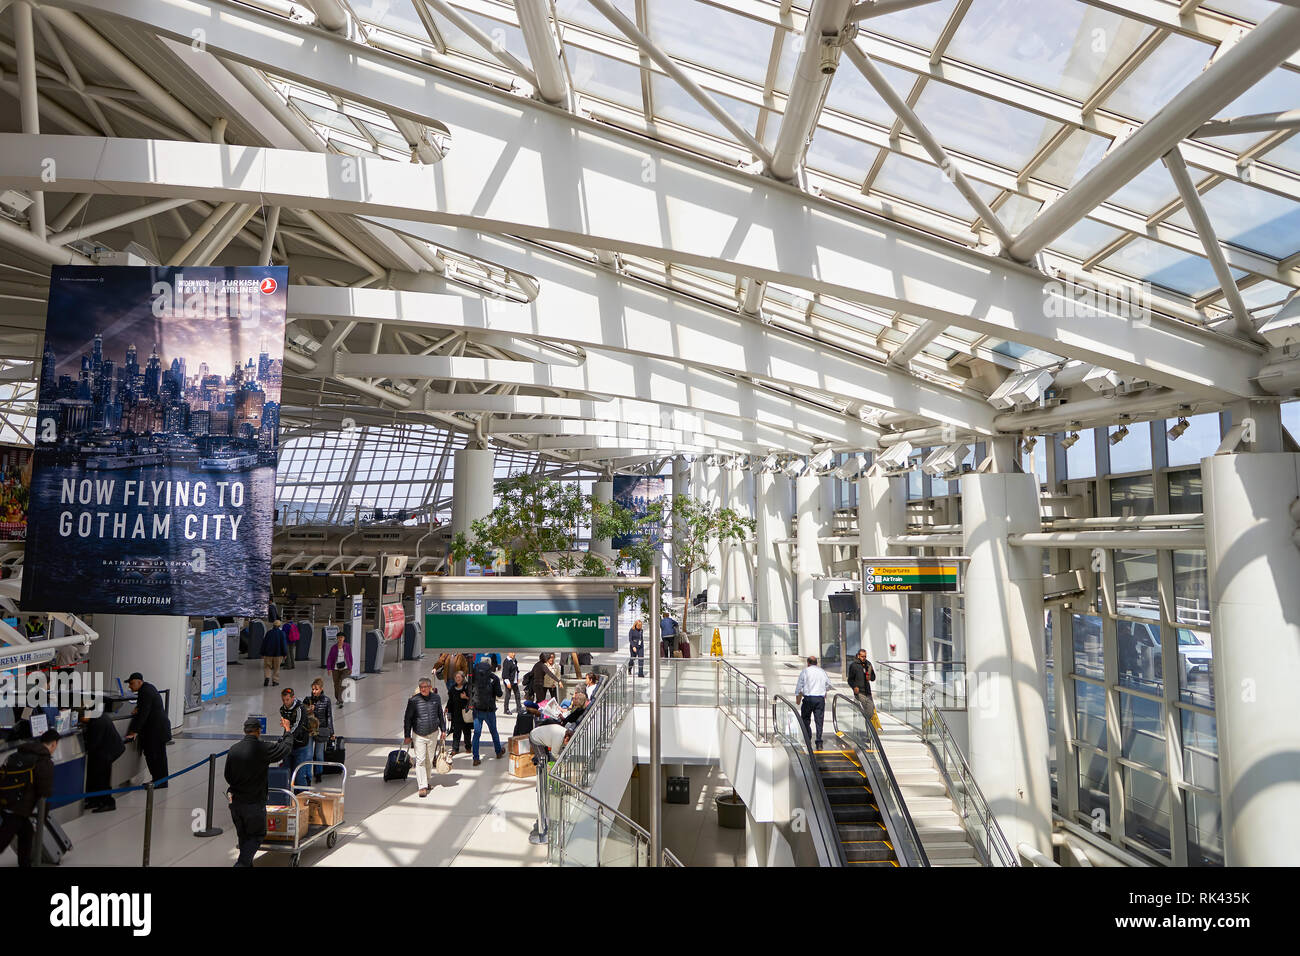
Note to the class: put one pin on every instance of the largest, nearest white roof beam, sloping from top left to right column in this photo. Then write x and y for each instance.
(752, 226)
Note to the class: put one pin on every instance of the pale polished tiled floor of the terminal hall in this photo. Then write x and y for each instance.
(474, 816)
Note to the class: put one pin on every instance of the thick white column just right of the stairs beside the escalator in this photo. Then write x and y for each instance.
(1007, 690)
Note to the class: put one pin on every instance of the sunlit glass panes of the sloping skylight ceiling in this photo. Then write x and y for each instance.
(999, 98)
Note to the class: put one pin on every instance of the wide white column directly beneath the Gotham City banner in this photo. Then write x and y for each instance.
(154, 646)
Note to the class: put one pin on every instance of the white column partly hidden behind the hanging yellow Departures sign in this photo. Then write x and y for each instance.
(882, 513)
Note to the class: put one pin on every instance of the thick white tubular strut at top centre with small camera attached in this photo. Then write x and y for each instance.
(821, 40)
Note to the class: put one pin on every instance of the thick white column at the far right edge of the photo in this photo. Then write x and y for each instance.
(1255, 615)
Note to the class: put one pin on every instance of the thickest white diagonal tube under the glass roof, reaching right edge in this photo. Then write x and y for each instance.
(1236, 72)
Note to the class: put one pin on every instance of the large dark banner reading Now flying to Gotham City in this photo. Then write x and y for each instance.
(158, 430)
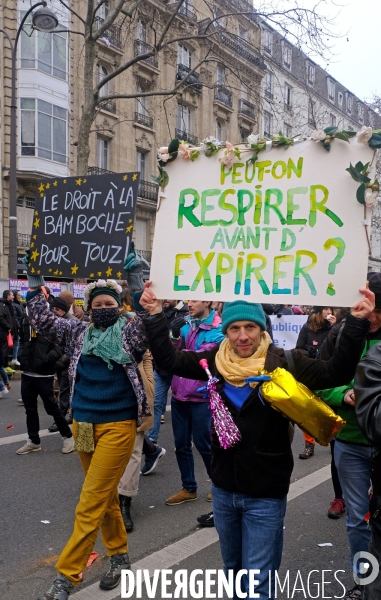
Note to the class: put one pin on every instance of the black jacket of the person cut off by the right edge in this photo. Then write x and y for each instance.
(368, 411)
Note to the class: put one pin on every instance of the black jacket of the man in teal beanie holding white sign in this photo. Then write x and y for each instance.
(260, 465)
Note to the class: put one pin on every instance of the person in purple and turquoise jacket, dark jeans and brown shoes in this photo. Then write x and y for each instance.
(191, 416)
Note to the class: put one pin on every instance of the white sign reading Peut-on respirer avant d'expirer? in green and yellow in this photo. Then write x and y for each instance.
(287, 229)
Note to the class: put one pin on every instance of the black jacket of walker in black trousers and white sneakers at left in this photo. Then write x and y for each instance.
(37, 354)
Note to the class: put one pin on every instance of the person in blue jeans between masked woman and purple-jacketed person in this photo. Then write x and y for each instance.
(173, 310)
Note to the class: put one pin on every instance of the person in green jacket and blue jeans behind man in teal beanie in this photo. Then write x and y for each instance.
(352, 452)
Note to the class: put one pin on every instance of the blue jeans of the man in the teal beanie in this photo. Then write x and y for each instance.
(251, 536)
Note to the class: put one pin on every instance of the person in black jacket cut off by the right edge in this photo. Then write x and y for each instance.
(367, 396)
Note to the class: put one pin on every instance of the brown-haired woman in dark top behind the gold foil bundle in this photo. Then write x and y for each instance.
(310, 339)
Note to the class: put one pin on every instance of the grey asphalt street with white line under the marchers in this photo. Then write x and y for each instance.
(44, 486)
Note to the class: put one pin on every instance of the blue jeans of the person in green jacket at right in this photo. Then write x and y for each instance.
(353, 463)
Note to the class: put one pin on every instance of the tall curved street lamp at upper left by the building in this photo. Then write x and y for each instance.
(43, 20)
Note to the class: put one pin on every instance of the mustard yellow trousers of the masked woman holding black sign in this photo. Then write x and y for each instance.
(98, 506)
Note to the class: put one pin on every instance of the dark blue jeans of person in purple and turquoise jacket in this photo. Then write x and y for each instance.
(191, 420)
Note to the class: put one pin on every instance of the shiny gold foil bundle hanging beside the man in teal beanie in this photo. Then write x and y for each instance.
(296, 402)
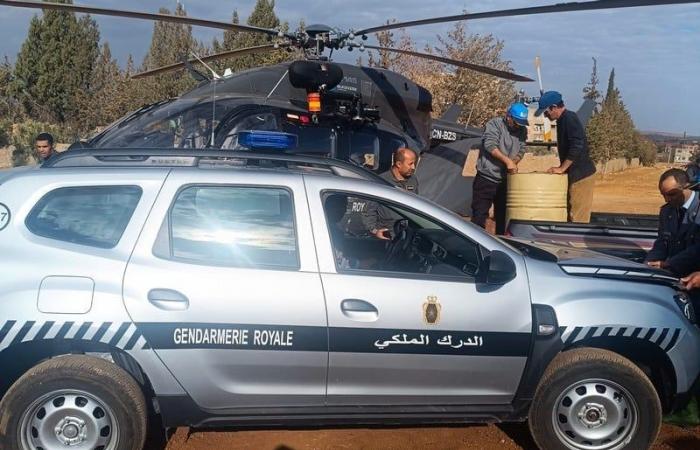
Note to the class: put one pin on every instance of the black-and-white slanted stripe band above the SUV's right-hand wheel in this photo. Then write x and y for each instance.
(665, 338)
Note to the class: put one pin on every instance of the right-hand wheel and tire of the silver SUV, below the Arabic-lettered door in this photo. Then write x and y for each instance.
(593, 398)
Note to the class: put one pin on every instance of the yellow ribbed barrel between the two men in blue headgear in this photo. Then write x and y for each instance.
(537, 196)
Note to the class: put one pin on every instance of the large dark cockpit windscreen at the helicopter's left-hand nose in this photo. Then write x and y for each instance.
(183, 123)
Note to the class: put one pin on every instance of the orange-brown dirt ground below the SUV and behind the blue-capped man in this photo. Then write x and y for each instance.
(632, 191)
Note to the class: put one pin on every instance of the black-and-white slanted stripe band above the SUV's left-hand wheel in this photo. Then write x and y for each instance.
(123, 335)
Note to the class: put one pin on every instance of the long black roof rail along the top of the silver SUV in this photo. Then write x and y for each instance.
(207, 158)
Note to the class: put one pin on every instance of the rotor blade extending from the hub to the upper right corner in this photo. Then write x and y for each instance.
(559, 7)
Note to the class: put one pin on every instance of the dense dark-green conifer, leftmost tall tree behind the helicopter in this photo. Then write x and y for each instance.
(55, 64)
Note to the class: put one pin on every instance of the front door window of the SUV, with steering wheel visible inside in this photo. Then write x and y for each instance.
(397, 240)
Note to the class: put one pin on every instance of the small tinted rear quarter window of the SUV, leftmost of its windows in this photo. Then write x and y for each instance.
(87, 215)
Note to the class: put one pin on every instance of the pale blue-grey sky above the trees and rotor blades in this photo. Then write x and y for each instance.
(655, 50)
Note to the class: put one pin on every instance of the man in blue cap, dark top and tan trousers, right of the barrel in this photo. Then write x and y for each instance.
(574, 158)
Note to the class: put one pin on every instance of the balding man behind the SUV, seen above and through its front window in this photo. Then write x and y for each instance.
(379, 220)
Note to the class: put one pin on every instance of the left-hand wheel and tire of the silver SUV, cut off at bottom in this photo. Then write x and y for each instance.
(74, 400)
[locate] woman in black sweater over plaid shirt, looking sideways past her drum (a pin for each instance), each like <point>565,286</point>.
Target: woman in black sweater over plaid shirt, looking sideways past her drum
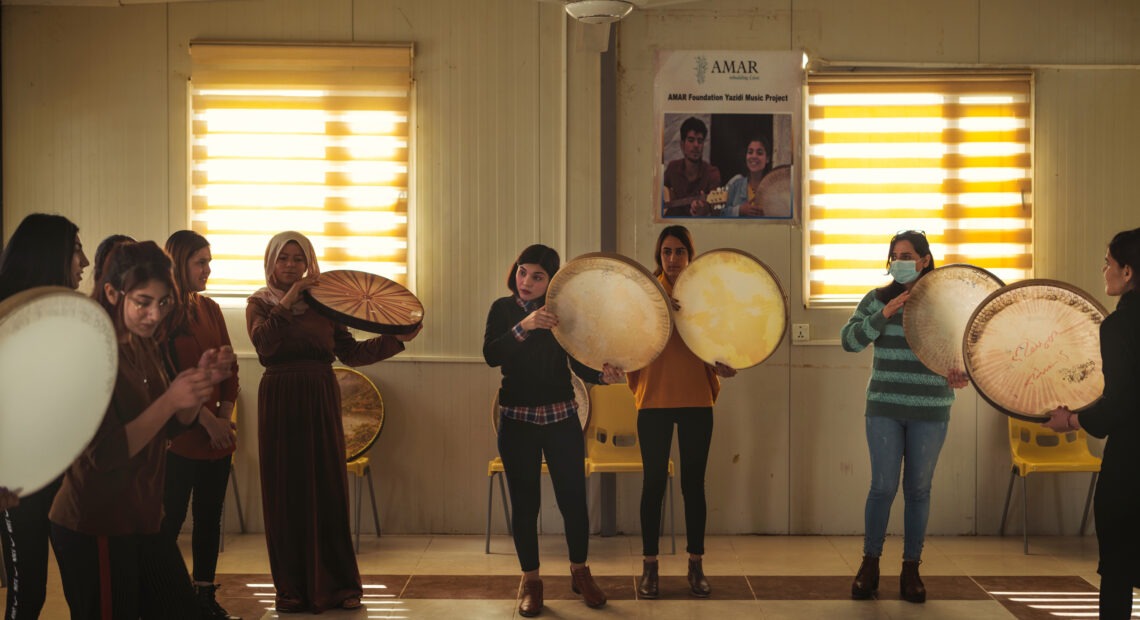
<point>539,417</point>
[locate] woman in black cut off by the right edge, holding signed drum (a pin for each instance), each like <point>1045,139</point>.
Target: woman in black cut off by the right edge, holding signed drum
<point>1118,418</point>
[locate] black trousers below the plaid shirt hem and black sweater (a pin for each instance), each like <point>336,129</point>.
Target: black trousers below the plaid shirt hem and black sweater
<point>523,445</point>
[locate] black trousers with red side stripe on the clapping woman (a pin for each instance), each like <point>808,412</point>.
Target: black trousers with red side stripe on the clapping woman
<point>124,577</point>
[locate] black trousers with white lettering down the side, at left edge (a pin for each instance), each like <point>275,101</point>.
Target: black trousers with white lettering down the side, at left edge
<point>25,534</point>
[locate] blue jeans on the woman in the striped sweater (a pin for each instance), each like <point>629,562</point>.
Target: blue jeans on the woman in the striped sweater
<point>891,443</point>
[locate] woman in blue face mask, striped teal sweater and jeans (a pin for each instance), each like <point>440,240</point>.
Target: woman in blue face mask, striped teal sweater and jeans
<point>908,413</point>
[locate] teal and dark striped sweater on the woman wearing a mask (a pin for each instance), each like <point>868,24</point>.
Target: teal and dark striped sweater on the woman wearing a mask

====

## EXERCISE PROMPT
Reproduce each line from the data that has "like" in it.

## THE ANSWER
[locate] woman in black sweater over plaid shirt, looking sideways past her drum (a pin for each instance), each like <point>565,286</point>.
[locate] woman in black cut off by the right edge, holding signed drum (a pin for each instance), each like <point>1045,139</point>.
[locate] black trousers below the plaid shirt hem and black sweater (a pin for each instance), each like <point>336,129</point>.
[locate] black trousers with red side stripe on the clapping woman (a pin for each instance), each like <point>808,412</point>.
[locate] black trousers with white lettering down the side, at left edge (a pin for each instance), each like <point>275,101</point>.
[locate] blue jeans on the woman in the striped sweater (a pin for each instance), each like <point>629,562</point>.
[locate] woman in blue face mask, striped teal sweater and jeans (a pin for each instance), each like <point>440,240</point>.
[locate] teal and dark striped sweater on the woman wearing a mask (a pin for each instance), each like <point>868,24</point>.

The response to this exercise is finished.